Records

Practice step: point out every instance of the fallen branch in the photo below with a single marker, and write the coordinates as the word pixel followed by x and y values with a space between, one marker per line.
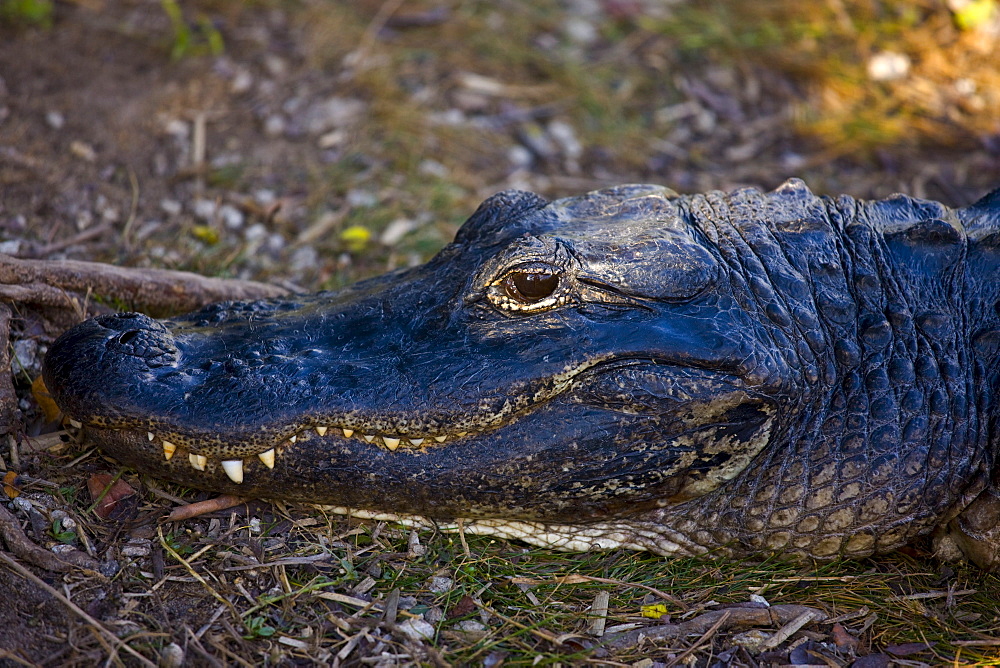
pixel 202 507
pixel 103 635
pixel 714 621
pixel 45 282
pixel 24 548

Set exercise
Rewrite the whole listing above as a numbered list with no blank lines, leaving the picture out.

Answer to this exercise
1. Practice step: point out every instance of the fallen branch in the photo below with a single marker, and write the coordinates as the word pixel followed by x and y values with a space between, one marker per line.
2. pixel 202 507
3. pixel 103 635
4. pixel 714 621
5. pixel 45 282
6. pixel 24 548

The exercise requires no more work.